Task instructions >>
Turn the lines from the start of the records up to and including the line with "[[367, 145, 436, 211]]" into a numbered list, leaving out any blank lines.

Records for this task >>
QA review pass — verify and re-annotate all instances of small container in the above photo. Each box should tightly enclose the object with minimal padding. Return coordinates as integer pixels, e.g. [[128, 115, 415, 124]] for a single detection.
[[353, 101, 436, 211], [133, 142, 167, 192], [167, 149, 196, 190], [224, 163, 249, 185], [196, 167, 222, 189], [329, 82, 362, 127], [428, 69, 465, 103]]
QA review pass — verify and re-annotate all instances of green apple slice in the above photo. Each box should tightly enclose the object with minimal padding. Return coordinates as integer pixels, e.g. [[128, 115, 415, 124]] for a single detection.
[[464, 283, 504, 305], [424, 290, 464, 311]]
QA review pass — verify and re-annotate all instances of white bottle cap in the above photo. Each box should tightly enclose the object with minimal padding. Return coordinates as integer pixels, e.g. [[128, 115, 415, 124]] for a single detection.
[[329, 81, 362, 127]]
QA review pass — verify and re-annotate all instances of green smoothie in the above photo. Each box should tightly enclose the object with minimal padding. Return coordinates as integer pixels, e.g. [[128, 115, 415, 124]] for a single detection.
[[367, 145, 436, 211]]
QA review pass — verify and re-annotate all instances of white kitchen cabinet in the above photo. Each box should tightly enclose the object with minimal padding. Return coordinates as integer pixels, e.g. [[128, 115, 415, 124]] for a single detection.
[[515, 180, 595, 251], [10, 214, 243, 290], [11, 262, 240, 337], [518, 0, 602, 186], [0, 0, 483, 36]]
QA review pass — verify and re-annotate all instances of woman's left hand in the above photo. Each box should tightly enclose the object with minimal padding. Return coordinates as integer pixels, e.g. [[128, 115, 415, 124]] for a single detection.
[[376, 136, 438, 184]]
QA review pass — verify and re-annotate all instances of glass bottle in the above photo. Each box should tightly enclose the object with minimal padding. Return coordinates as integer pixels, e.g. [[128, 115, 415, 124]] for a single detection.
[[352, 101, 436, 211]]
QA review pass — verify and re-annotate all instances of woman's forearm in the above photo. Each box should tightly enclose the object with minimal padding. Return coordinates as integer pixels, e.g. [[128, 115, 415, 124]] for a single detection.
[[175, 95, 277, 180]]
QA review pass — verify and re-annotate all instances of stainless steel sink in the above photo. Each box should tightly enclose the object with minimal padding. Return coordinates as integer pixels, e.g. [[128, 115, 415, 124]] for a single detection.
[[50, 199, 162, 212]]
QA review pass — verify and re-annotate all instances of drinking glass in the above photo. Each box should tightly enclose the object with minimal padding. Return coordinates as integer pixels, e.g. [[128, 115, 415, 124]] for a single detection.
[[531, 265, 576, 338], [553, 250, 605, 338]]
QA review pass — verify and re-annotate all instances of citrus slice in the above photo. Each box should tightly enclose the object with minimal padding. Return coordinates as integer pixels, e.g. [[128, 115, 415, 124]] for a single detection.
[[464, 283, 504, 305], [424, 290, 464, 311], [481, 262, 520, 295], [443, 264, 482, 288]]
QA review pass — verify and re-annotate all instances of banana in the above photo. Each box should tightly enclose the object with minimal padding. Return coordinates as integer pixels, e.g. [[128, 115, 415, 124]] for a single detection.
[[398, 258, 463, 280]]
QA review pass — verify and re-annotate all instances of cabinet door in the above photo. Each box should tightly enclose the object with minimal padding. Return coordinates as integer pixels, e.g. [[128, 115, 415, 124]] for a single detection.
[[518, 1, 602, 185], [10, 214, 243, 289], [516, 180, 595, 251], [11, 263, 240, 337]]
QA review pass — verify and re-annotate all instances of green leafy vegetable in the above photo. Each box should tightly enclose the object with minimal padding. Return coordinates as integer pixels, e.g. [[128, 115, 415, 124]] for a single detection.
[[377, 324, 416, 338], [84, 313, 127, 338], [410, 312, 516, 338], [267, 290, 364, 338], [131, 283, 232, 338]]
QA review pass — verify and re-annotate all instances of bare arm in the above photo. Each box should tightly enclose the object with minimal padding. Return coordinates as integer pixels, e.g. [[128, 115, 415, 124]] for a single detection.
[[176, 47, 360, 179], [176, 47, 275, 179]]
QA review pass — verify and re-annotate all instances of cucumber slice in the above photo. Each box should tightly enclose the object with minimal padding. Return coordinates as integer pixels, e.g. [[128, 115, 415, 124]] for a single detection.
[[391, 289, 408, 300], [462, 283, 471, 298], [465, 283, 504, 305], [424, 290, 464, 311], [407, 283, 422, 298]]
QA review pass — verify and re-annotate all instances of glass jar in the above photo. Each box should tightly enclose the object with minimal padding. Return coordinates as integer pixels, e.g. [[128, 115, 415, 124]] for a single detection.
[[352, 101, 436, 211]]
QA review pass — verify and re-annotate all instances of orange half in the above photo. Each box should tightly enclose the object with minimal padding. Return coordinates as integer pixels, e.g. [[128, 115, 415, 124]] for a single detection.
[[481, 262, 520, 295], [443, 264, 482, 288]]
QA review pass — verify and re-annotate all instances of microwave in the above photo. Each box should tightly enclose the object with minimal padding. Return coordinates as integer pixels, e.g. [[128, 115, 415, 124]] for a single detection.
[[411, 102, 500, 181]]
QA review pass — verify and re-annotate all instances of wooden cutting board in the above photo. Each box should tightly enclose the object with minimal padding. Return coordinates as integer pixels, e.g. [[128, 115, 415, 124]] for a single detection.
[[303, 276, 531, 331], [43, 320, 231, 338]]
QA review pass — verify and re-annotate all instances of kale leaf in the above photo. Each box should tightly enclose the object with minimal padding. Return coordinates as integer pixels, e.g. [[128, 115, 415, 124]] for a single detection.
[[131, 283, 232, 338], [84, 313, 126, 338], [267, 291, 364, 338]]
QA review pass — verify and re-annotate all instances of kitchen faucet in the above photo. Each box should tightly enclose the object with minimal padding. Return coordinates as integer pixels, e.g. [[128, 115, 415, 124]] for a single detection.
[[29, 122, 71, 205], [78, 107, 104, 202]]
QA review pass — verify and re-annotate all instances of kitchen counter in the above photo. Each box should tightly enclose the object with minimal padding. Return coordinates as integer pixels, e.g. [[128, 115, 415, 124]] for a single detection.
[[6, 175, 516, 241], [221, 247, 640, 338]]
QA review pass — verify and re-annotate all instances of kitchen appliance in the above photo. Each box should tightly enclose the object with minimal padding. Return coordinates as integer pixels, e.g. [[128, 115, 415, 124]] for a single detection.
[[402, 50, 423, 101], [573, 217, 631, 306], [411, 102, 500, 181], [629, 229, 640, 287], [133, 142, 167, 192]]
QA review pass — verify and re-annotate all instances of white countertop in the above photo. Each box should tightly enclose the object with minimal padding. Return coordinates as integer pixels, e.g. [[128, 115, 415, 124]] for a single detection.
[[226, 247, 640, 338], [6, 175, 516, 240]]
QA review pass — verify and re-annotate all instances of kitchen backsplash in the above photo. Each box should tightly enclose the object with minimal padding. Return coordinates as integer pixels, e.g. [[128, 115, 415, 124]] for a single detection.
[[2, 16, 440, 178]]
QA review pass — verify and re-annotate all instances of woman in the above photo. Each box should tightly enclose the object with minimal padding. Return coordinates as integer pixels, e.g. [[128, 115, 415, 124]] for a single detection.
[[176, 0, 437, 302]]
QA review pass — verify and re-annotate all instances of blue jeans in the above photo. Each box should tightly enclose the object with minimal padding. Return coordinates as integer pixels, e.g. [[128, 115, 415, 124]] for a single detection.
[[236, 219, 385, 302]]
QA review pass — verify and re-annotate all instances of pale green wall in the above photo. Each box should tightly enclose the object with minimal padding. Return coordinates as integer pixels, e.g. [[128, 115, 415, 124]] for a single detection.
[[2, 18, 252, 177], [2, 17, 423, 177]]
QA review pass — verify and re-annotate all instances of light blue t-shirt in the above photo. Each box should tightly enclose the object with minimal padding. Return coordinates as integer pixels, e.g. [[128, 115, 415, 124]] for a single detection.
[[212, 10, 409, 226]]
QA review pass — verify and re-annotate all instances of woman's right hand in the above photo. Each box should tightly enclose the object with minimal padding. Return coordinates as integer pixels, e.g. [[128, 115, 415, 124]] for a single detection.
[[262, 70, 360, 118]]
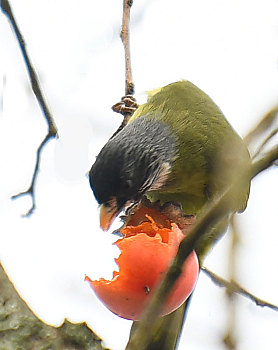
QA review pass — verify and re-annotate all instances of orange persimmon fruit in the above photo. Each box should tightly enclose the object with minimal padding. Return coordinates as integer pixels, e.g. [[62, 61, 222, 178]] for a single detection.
[[85, 214, 199, 320]]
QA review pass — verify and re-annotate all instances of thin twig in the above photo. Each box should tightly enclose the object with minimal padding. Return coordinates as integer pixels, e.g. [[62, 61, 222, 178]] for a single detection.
[[112, 0, 138, 137], [126, 146, 278, 350], [121, 0, 134, 95], [243, 106, 278, 146], [202, 266, 278, 311], [1, 0, 58, 216], [253, 128, 278, 158], [223, 214, 239, 350]]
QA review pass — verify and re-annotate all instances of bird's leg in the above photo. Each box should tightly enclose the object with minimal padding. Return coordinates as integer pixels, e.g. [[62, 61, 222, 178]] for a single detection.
[[112, 95, 138, 117], [161, 202, 196, 235]]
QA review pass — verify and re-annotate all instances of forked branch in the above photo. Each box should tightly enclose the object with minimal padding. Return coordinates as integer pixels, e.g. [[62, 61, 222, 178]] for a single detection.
[[1, 0, 58, 216]]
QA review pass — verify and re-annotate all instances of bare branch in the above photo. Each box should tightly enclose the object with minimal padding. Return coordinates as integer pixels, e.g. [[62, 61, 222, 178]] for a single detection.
[[112, 0, 138, 137], [202, 266, 278, 311], [1, 0, 58, 216], [244, 106, 278, 145], [121, 0, 134, 95], [126, 146, 278, 350]]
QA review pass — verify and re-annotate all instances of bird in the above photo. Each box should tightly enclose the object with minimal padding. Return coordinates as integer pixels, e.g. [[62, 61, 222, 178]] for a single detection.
[[89, 80, 251, 242]]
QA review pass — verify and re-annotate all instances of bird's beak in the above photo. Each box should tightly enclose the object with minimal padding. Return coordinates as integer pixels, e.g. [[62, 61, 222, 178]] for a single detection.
[[99, 204, 118, 231]]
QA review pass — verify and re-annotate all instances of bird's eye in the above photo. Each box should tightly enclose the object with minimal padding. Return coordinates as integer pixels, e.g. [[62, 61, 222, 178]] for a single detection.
[[126, 179, 133, 188]]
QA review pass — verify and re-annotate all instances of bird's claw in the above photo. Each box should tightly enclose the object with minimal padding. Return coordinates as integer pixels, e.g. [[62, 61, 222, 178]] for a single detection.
[[112, 95, 138, 115]]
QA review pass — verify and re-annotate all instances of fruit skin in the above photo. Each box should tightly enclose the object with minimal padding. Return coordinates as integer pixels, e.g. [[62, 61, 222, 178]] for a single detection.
[[85, 218, 199, 320]]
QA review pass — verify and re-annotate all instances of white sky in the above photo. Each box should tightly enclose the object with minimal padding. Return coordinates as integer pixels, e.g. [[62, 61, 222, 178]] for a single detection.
[[0, 0, 278, 350]]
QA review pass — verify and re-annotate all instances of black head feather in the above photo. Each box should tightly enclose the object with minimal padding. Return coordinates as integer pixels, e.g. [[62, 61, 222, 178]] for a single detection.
[[89, 116, 176, 210]]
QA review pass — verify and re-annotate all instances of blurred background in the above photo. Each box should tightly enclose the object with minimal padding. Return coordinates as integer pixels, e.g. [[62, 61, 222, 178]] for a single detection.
[[0, 0, 278, 350]]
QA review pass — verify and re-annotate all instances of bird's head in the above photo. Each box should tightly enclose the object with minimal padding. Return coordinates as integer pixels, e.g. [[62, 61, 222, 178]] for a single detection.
[[89, 117, 176, 230]]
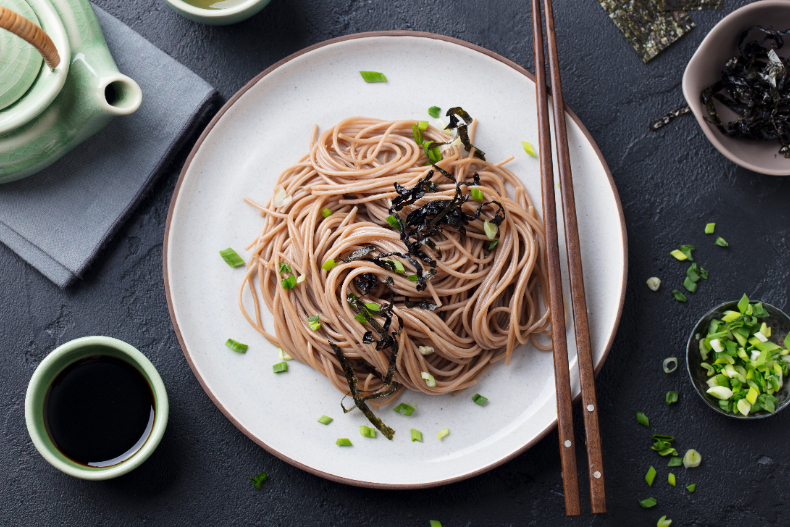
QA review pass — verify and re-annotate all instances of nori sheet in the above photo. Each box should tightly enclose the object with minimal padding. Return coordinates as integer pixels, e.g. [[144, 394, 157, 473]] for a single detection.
[[598, 0, 695, 62], [661, 0, 724, 11]]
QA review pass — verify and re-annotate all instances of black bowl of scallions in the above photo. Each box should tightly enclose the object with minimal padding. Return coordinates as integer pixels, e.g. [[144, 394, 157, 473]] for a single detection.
[[686, 295, 790, 419]]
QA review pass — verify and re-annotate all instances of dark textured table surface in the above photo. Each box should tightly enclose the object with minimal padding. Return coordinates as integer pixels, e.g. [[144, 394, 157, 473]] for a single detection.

Full response >>
1. QA review pass — verify and re-annotate all instances of small container in the above photo. Each box should tightly enclose the object with minimal padding. Return coordinates as integer pixels, e.g. [[128, 115, 415, 124]] for a single detection.
2. [[353, 101, 436, 211], [133, 142, 167, 192], [167, 149, 196, 190], [224, 163, 249, 185], [196, 167, 222, 189], [329, 82, 362, 127], [428, 69, 465, 103]]
3. QA review pass — verify and re-annotate all instances of green apple slice in the above photo. Each box should tightly enclose the object with minimal padding. Return coordinates as integer pixels, e.g. [[128, 115, 415, 124]] for a single detection.
4. [[464, 283, 504, 305], [424, 290, 464, 311]]
5. QA review pass — verify and re-annotate all instances of white bottle cap in the above photo. Each box should tightly enclose the object with minimal padding. Return coordinates as integer pixels, e.g. [[128, 115, 415, 124]] for a single detection.
6. [[329, 81, 362, 127]]
7. QA review pass — verify and re-annotate all instances of green smoothie in the above photo. Each box should tightly enclose the object with minimal padding. Return coordinates as integer pixels, e.g. [[128, 115, 415, 124]] for a single detection.
8. [[367, 145, 436, 211]]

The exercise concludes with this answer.